------ Recorded information ------
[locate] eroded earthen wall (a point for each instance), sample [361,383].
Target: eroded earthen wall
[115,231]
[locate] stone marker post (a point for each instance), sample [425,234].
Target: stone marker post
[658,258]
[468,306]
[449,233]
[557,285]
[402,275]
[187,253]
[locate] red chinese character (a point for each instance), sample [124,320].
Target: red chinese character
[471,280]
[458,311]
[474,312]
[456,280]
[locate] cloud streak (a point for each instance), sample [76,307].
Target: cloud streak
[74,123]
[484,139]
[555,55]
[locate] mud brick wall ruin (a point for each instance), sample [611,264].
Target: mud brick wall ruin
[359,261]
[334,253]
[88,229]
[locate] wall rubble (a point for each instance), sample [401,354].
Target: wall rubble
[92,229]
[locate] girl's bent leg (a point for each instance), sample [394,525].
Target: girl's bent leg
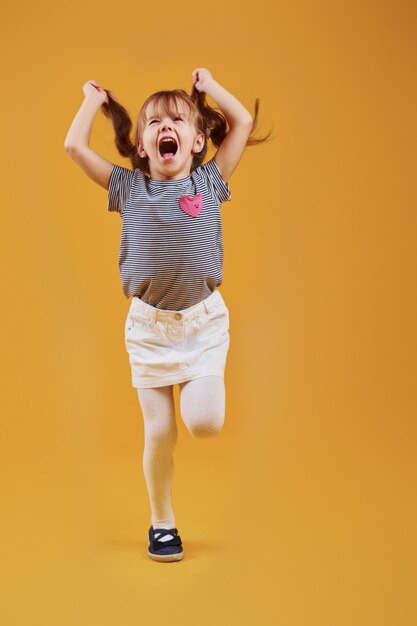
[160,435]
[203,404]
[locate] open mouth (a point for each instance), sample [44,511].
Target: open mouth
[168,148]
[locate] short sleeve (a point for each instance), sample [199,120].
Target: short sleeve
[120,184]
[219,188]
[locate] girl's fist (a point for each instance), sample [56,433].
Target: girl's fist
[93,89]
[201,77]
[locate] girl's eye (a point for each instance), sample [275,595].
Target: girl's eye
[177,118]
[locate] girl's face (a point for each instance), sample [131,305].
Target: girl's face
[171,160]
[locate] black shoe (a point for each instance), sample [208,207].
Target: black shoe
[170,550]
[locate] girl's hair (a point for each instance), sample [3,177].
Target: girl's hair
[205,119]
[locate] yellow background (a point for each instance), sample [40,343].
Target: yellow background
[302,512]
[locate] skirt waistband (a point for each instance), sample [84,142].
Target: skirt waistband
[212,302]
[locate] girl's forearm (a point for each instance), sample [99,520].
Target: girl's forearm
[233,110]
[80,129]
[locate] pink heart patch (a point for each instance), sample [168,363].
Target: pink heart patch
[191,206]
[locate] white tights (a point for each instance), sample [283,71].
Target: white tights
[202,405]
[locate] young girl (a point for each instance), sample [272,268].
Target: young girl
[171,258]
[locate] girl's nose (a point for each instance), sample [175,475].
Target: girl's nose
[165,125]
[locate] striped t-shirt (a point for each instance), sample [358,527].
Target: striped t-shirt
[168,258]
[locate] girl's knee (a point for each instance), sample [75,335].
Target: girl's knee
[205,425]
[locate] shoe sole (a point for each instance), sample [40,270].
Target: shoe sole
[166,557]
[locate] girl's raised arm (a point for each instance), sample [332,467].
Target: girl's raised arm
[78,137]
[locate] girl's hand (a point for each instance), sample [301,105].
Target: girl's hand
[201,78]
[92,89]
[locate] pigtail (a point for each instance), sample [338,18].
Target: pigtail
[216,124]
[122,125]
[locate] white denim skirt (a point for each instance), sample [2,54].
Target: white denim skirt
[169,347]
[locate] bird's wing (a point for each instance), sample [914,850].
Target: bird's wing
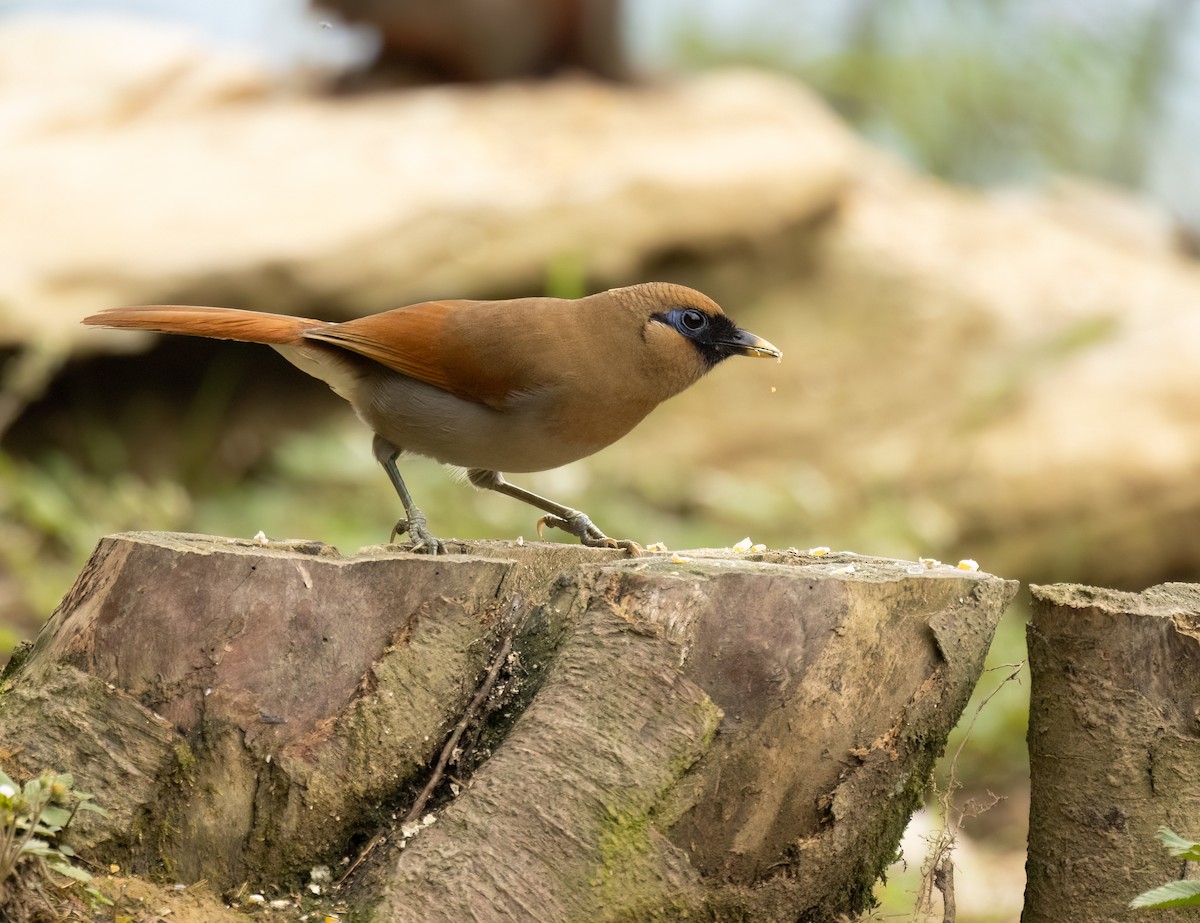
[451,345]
------
- [Directions for this task] Make an exact copy of the whole listing, but don't bring over any pictures.

- [Task solution]
[locate] eroded earthen wall (a point for each instance), sample [361,383].
Target: eroded earthen wall
[115,231]
[locate] stone marker post (a point for each instance), sample [425,234].
Target: stone marker post
[658,258]
[468,306]
[449,233]
[557,285]
[402,275]
[187,253]
[locate] red chinese character (a point for each instance), sample [124,320].
Target: red chinese character
[471,280]
[458,311]
[474,312]
[456,280]
[locate] cloud streak (a point for each instance), sample [76,307].
Target: cloud streak
[74,123]
[484,139]
[555,55]
[locate] mud brick wall ruin (a point for each instance), sample [611,264].
Target: mud brick wall ruin
[359,261]
[334,253]
[88,229]
[locate] wall rubble (a point for each instance), sample [401,354].
Target: wall rubble
[92,229]
[locate] girl's bent leg (a point for each instance), sample [394,525].
Target: girl's bent leg
[160,435]
[203,404]
[locate] open mouth (a point for each instance), sample [44,511].
Target: open mouth
[168,148]
[locate] short sleeve (a point for each instance), sample [199,120].
Target: short sleeve
[120,184]
[219,188]
[locate] girl's fist (a point for each instance), sample [56,433].
Target: girl's fist
[93,89]
[201,77]
[locate] girl's eye (a point for each instance), sample [275,595].
Target: girl's eye
[177,118]
[locate] girl's face (a point for each instance), sample [131,305].
Target: girl's face
[171,160]
[locate] black shoe (a point for each instance), sample [208,207].
Target: black shoe
[170,550]
[locate] girl's hair (a point for each instance), sample [3,177].
Target: girl's hair
[205,119]
[locate] yellow background (a point for each instance), sample [40,343].
Target: yellow background
[302,512]
[locate] skirt waistband (a point for each instance), sample [84,142].
Target: skirt waistband
[212,302]
[locate] girl's forearm (a point for each instance), sample [99,520].
Target: girl's forearm
[233,110]
[80,129]
[locate] pink heart patch (a point for each instance), sample [168,363].
Target: pink heart patch
[191,206]
[locate] white tights (a point for each instance), sample [283,71].
Target: white tights
[202,405]
[locate] young girl (a point for each instance), sample [272,268].
Target: young girl
[171,258]
[locate] girl's nose (a point for each instance), sample [175,475].
Target: girl's nose
[165,125]
[locate] striped t-shirt (a point for each instance), sample [358,527].
Target: striped t-shirt
[168,258]
[locate] girl's knee (a point for each instance), sample [75,335].
Target: girl's knee
[205,425]
[locate] shoe sole (a point for each instance), sample [40,270].
Target: shoe sole
[166,557]
[locate] girl's raised arm (a point for each instance), sample [332,467].
Target: girl's raised arm
[78,137]
[locate] girl's hand (a point for each instance), sample [301,105].
Target: girl's hand
[201,78]
[92,89]
[locate] pigtail (a point for each instance), sample [338,18].
Target: pigtail
[216,124]
[122,125]
[locate] white denim skirt (a point for each instance), sample [2,54].
Target: white denim skirt
[169,347]
[locate] bird's wing (a point for each instance), sample [914,850].
Target: bird's wing
[451,345]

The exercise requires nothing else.